TEXTAUSZUG
Es sei im Vergleich mit anderen Religionen außergewöhnlich, dass das Christentum dem Individuum besondere Hochachtung entgegenbringt, so Becks Urteil. "Jeder Einzelne muss seine Sonderberufung finden und ist wertgeschätzt in seiner Individualität." Mehr als andere Traditionen steuere das Christentum darauf hin, dass jeder einen anderen Lebensauftrag habe, indem er seine je eigenen Talente vermehrt und im Dienst an anderen entfaltet. "Jeder ist Tempel des Heiligen Geistes. Daher gibt es Petrus, den Fels, Paulus, der zu den Griechen ging, und Mutter Teresa, die den Armen in Kalkutta diente", so Beck.

AUFGABENBESCHREIBUNG
Schreibe den Text über die Wertschätzung des Einzelnen im Christentum im Anschluss an seinen letzten Satz weiter.

GEZEIGTES MATERIAL
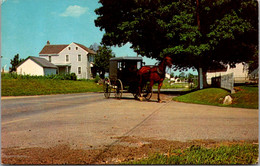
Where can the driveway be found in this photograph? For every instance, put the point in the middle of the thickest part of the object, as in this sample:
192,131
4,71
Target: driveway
88,121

ERGEBNIS
Die Vaterunser-Bitte "Dein Wille geschehe" sei somit kein Hinweis auf Fremdbestimmung, sondern ein "Loslösen von Fremdbestimmung durch Eltern, Schule oder auch Kirche und das Finden meiner von Gott zugemessenen Berufung", so Beck. Jeder Christ sei dazu beauftragt, "in einem lebenslangen Prozess immer mehr hineinzuwachsen in das, was Gott von mir will." Das geschehe durch einen Lernprozess im Alltag, wofür der Theologe tägliche Momente von Stille, Gebet und Bibellektüre sowie den Empfang der Sakramente empfahl, zumal sich diese "mit den wesentlichen Fragen des Menschseins" beschäftigten.
Eine vom Christentum geprägte Gesellschaft versuche stets, bestmöglich zur Entfaltung des Einzelnen beizutragen, so der Buchautor. Europa habe auf diese Weise bereits "ein hohes Maß an guter Ethik und Spiritualität, die dem Menschen guttun", entwickelt. Die Entwicklung der Menschenrechte oder die Einführung der Kranken-, Pensions- und Arbeitslosenversicherung gehörten dazu, sowie Formen der sozialen Abfederung des Kapitalismus, wobei Beck die Soziale Marktwirtschaft als die wohl christlichste Variante bezeichnete.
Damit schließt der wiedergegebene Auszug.